| Set problem |
Output the full material exactly as it appears here.

| Supplied records |

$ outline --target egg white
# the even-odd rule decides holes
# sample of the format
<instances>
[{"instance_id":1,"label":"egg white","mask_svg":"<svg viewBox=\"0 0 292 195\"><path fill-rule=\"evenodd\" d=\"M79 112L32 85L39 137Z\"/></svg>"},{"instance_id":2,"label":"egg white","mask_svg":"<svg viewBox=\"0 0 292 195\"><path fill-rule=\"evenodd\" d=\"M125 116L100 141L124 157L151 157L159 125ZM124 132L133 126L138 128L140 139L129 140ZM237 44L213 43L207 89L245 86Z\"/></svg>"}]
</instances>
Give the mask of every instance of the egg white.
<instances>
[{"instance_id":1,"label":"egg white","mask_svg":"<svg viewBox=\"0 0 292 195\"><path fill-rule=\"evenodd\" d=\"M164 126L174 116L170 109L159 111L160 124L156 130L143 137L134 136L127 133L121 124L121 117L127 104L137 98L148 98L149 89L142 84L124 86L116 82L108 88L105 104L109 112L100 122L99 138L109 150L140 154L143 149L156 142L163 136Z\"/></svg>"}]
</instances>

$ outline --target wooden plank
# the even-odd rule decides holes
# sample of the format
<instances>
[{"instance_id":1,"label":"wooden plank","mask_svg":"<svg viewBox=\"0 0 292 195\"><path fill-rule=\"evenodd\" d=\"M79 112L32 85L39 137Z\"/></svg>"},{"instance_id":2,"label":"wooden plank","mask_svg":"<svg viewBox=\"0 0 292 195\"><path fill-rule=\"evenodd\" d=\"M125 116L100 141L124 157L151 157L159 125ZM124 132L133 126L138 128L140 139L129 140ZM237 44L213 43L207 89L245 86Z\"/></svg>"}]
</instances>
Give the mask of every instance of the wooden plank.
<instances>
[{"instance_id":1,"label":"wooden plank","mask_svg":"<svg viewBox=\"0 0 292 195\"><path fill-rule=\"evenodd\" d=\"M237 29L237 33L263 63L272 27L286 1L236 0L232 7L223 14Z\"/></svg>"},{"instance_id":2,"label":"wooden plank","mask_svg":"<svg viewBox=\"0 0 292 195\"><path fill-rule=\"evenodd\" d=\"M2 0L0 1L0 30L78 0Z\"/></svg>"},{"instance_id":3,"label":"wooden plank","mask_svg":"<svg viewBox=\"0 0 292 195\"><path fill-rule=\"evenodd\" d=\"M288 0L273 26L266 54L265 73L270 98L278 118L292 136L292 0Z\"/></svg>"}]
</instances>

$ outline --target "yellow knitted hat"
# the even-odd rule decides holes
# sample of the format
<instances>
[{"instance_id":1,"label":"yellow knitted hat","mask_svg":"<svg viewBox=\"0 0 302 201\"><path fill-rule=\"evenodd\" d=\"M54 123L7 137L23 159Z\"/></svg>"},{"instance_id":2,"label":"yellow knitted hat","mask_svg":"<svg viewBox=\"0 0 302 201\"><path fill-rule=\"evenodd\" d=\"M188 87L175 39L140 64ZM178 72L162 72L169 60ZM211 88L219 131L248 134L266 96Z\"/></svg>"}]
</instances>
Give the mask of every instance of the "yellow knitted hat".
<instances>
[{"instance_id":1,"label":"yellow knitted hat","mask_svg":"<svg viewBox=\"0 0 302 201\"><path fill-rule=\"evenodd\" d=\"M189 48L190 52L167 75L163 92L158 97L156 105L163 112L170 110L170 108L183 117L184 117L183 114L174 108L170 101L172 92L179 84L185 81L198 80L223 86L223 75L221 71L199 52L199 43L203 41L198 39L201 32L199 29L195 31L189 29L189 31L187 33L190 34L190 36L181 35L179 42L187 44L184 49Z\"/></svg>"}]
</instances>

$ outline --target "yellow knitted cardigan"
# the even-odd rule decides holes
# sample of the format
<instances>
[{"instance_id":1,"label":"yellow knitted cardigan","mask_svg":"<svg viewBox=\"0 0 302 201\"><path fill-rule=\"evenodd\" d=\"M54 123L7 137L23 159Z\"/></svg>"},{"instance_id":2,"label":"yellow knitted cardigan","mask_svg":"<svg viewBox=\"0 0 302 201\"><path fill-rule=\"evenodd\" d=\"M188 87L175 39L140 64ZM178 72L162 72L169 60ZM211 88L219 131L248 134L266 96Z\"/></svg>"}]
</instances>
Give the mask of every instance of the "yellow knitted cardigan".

| Result of the task |
$ outline --target egg white
# the even-odd rule decides holes
# sample of the format
<instances>
[{"instance_id":1,"label":"egg white","mask_svg":"<svg viewBox=\"0 0 292 195\"><path fill-rule=\"evenodd\" d=\"M79 112L32 85L39 137Z\"/></svg>"},{"instance_id":2,"label":"egg white","mask_svg":"<svg viewBox=\"0 0 292 195\"><path fill-rule=\"evenodd\" d=\"M125 116L100 141L124 157L151 157L159 125ZM124 132L133 126L138 128L140 139L129 140ZM237 44L213 43L207 89L245 86Z\"/></svg>"}]
</instances>
Give the mask of every instance of the egg white.
<instances>
[{"instance_id":1,"label":"egg white","mask_svg":"<svg viewBox=\"0 0 292 195\"><path fill-rule=\"evenodd\" d=\"M164 126L174 116L170 109L159 111L160 124L156 130L143 137L134 136L127 133L121 124L121 117L127 104L137 98L148 98L149 89L142 84L124 86L116 82L108 88L105 104L109 112L100 122L99 138L109 150L140 154L143 149L156 142L163 136Z\"/></svg>"}]
</instances>

$ outline --target wooden plank
# the even-odd rule decides holes
# sample of the format
<instances>
[{"instance_id":1,"label":"wooden plank","mask_svg":"<svg viewBox=\"0 0 292 195\"><path fill-rule=\"evenodd\" d=\"M79 112L32 85L39 137Z\"/></svg>"},{"instance_id":2,"label":"wooden plank","mask_svg":"<svg viewBox=\"0 0 292 195\"><path fill-rule=\"evenodd\" d=\"M125 116L100 141L124 157L151 157L159 125ZM124 132L133 126L138 128L140 139L129 140ZM237 44L213 43L207 89L245 86Z\"/></svg>"}]
</instances>
Give the mask of every instance of the wooden plank.
<instances>
[{"instance_id":1,"label":"wooden plank","mask_svg":"<svg viewBox=\"0 0 292 195\"><path fill-rule=\"evenodd\" d=\"M237 29L237 33L263 63L272 27L286 1L236 0L232 7L223 14Z\"/></svg>"},{"instance_id":2,"label":"wooden plank","mask_svg":"<svg viewBox=\"0 0 292 195\"><path fill-rule=\"evenodd\" d=\"M2 0L0 1L0 30L78 0Z\"/></svg>"},{"instance_id":3,"label":"wooden plank","mask_svg":"<svg viewBox=\"0 0 292 195\"><path fill-rule=\"evenodd\" d=\"M288 0L273 26L266 54L265 73L270 98L278 118L292 136L292 0Z\"/></svg>"}]
</instances>

$ outline --target "yellow knitted hat"
# the even-odd rule decides holes
# sample of the format
<instances>
[{"instance_id":1,"label":"yellow knitted hat","mask_svg":"<svg viewBox=\"0 0 302 201\"><path fill-rule=\"evenodd\" d=\"M54 123L7 137L23 159Z\"/></svg>"},{"instance_id":2,"label":"yellow knitted hat","mask_svg":"<svg viewBox=\"0 0 302 201\"><path fill-rule=\"evenodd\" d=\"M188 87L175 39L140 64ZM178 72L162 72L169 60ZM211 88L219 131L248 134L266 96Z\"/></svg>"}]
</instances>
Give the mask of every instance of the "yellow knitted hat".
<instances>
[{"instance_id":1,"label":"yellow knitted hat","mask_svg":"<svg viewBox=\"0 0 302 201\"><path fill-rule=\"evenodd\" d=\"M189 48L190 52L167 75L163 92L158 97L156 105L163 112L170 110L170 108L183 117L184 117L183 114L174 108L170 101L172 92L179 84L185 81L198 80L223 86L223 75L221 71L199 52L199 43L203 41L198 39L201 32L199 29L195 31L189 29L189 31L187 33L190 34L190 36L181 35L179 42L187 44L184 49Z\"/></svg>"}]
</instances>

$ outline --target "yellow knitted cardigan"
# the even-odd rule decides holes
# sample of the format
<instances>
[{"instance_id":1,"label":"yellow knitted cardigan","mask_svg":"<svg viewBox=\"0 0 302 201\"><path fill-rule=\"evenodd\" d=\"M54 123L7 137L23 159Z\"/></svg>"},{"instance_id":2,"label":"yellow knitted cardigan","mask_svg":"<svg viewBox=\"0 0 302 201\"><path fill-rule=\"evenodd\" d=\"M188 87L175 39L140 64ZM178 72L162 72L169 60ZM211 88L219 131L248 134L266 96Z\"/></svg>"}]
</instances>
Give the mask of every instance of the "yellow knitted cardigan".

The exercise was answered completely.